## PROBLEM DESCRIPTION
Lines before the one containing "# provide one point per instance of the corrugated" are to be left out; that line and every line after it, through the last line below, are to be reproduced exactly.

## INPUT
______________________________
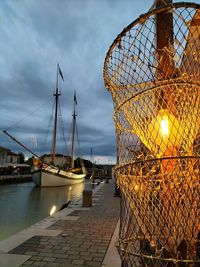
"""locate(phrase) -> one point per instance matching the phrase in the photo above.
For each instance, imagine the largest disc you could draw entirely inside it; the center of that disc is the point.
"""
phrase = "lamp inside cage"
(153, 73)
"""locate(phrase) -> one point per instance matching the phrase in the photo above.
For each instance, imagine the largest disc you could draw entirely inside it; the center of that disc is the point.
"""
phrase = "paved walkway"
(75, 236)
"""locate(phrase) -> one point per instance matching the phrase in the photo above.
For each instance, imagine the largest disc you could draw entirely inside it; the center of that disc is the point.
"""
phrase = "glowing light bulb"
(164, 124)
(53, 210)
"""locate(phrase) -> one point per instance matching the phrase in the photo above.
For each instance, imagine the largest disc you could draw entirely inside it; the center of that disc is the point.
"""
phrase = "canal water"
(22, 204)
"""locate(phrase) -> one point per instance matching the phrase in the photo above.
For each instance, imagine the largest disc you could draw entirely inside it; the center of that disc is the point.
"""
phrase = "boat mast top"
(73, 130)
(56, 95)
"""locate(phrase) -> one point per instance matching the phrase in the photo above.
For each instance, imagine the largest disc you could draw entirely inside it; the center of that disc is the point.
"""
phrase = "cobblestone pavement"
(82, 242)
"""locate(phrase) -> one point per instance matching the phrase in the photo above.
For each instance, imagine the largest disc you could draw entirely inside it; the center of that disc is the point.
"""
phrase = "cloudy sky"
(37, 34)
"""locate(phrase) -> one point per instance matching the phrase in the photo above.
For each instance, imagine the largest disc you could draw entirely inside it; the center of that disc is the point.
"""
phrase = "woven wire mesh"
(156, 95)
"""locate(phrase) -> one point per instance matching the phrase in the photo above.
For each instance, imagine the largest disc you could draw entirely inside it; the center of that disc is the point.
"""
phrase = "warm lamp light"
(164, 125)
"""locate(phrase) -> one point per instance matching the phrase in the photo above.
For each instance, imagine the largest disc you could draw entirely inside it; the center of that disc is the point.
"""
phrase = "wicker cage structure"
(152, 70)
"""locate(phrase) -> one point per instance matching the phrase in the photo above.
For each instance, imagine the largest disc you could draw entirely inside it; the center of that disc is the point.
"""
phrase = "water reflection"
(23, 204)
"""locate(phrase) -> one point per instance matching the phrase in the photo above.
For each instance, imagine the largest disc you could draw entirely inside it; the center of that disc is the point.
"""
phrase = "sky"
(37, 34)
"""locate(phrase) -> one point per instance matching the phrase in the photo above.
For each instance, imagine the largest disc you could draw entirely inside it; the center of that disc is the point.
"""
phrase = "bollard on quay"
(87, 196)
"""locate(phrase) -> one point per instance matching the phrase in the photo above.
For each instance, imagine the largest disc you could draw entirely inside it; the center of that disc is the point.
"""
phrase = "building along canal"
(22, 204)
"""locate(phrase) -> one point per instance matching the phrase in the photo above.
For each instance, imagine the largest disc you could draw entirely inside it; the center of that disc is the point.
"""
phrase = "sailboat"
(45, 174)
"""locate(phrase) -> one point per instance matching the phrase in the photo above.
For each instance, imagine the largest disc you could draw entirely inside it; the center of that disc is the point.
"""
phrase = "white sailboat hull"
(53, 177)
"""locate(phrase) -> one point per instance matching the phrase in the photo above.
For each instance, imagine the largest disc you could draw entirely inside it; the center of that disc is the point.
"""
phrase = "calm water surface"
(22, 205)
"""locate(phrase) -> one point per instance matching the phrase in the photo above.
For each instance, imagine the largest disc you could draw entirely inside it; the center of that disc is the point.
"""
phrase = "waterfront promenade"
(75, 236)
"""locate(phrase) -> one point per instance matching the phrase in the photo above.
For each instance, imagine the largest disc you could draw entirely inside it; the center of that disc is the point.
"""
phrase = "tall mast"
(56, 94)
(73, 130)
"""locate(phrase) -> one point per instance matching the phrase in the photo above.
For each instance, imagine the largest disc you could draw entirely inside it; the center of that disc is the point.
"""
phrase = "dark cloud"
(36, 35)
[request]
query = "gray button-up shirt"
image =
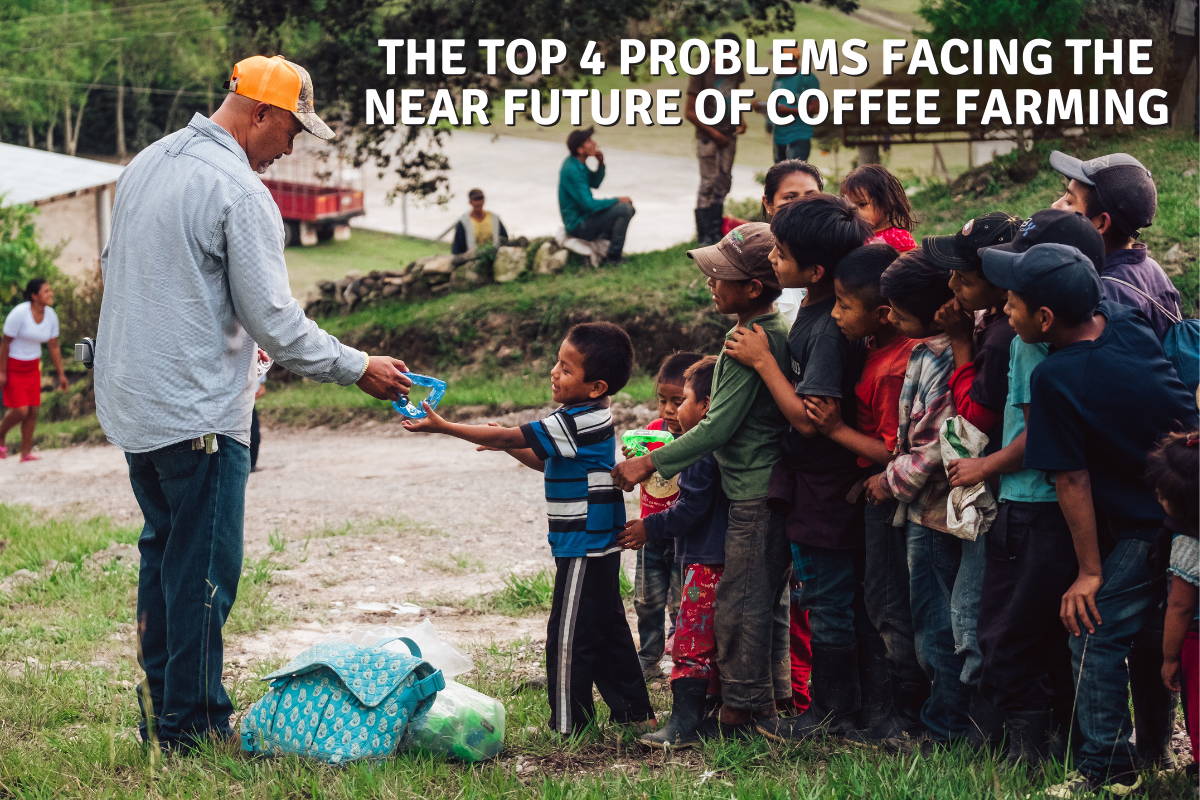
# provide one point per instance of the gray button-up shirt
(193, 277)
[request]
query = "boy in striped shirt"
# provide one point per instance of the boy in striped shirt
(588, 641)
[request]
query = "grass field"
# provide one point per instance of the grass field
(67, 714)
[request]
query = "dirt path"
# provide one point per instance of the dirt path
(360, 524)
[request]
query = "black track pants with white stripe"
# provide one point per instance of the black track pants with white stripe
(588, 642)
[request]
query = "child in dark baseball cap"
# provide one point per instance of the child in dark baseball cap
(1116, 193)
(815, 474)
(915, 286)
(979, 383)
(1098, 403)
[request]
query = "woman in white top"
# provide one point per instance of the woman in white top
(25, 330)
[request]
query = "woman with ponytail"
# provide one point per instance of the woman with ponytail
(25, 330)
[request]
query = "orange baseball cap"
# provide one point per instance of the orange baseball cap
(280, 83)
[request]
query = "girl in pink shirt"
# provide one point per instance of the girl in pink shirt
(882, 203)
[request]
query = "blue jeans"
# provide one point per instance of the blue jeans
(193, 504)
(934, 560)
(965, 607)
(747, 605)
(1126, 603)
(827, 590)
(655, 590)
(886, 594)
(610, 223)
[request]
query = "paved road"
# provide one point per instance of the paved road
(520, 178)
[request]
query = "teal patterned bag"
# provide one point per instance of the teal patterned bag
(340, 702)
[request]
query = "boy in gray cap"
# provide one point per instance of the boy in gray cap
(1117, 196)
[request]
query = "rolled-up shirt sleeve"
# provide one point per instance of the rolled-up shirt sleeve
(263, 302)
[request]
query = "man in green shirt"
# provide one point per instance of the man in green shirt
(743, 431)
(585, 216)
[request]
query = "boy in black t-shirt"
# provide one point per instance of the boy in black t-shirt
(1101, 400)
(815, 474)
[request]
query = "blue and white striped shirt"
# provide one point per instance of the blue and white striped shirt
(585, 510)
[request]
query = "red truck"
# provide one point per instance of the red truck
(317, 202)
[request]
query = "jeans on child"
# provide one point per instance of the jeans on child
(886, 594)
(827, 590)
(965, 607)
(1126, 602)
(933, 567)
(655, 590)
(755, 575)
(191, 543)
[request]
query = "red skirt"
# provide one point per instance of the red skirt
(24, 384)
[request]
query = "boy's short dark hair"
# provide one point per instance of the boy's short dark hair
(859, 272)
(700, 377)
(820, 229)
(607, 353)
(781, 169)
(916, 284)
(673, 367)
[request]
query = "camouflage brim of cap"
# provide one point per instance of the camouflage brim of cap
(306, 107)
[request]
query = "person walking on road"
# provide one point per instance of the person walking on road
(193, 277)
(25, 330)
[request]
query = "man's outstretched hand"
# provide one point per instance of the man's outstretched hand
(384, 379)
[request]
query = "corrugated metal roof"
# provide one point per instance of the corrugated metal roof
(29, 175)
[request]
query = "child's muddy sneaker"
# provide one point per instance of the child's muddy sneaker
(1077, 785)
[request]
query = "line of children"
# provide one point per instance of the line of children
(695, 524)
(657, 576)
(814, 475)
(742, 429)
(828, 435)
(588, 641)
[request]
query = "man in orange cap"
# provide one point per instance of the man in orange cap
(195, 283)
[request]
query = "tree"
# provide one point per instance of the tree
(336, 41)
(22, 256)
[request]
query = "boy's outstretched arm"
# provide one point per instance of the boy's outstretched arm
(523, 455)
(487, 435)
(1078, 609)
(751, 348)
(1181, 607)
(826, 414)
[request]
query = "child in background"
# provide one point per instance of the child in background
(882, 203)
(696, 524)
(1174, 470)
(814, 475)
(657, 576)
(1099, 402)
(862, 314)
(916, 288)
(742, 431)
(587, 638)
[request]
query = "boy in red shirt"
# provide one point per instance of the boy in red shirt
(862, 314)
(657, 576)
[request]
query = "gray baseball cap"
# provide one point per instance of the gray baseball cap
(1122, 184)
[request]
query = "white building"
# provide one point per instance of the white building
(73, 198)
______________________________
## THE COMPLETED TASK
# provide one point per instance of the corrugated metal roof
(29, 175)
[request]
query = "child's muddy sneaker"
# provide one point per instance of the child's muddy sneaker
(1077, 785)
[request]
query = "line of children"
# provide one point per instance of the line of children
(695, 524)
(657, 576)
(814, 475)
(742, 429)
(828, 435)
(588, 641)
[request]
query = "man in orange cap"
# provide one point per instance of the man in orange cap
(195, 283)
[request]
query = "tree"
# provide one point per instance of the tree
(336, 41)
(22, 256)
[request]
query = "boy's outstretched arm"
# provide one point per instance of the boy's outstretched arm
(523, 455)
(487, 435)
(1078, 609)
(751, 348)
(1181, 607)
(826, 414)
[request]
query = "child in background"
# provide one point per instance of the child in background
(882, 203)
(696, 524)
(1174, 470)
(814, 475)
(657, 576)
(1099, 402)
(862, 314)
(916, 288)
(742, 431)
(587, 638)
[request]
query = "boy in red shirt"
# provide one point per instance of the boy in red shirt
(862, 314)
(657, 576)
[request]
query = "gray baseball cap"
# provide one point per instance of the gray baseball cap
(1122, 184)
[request]
query = "white building"
# provide one point per instance of the white building
(73, 198)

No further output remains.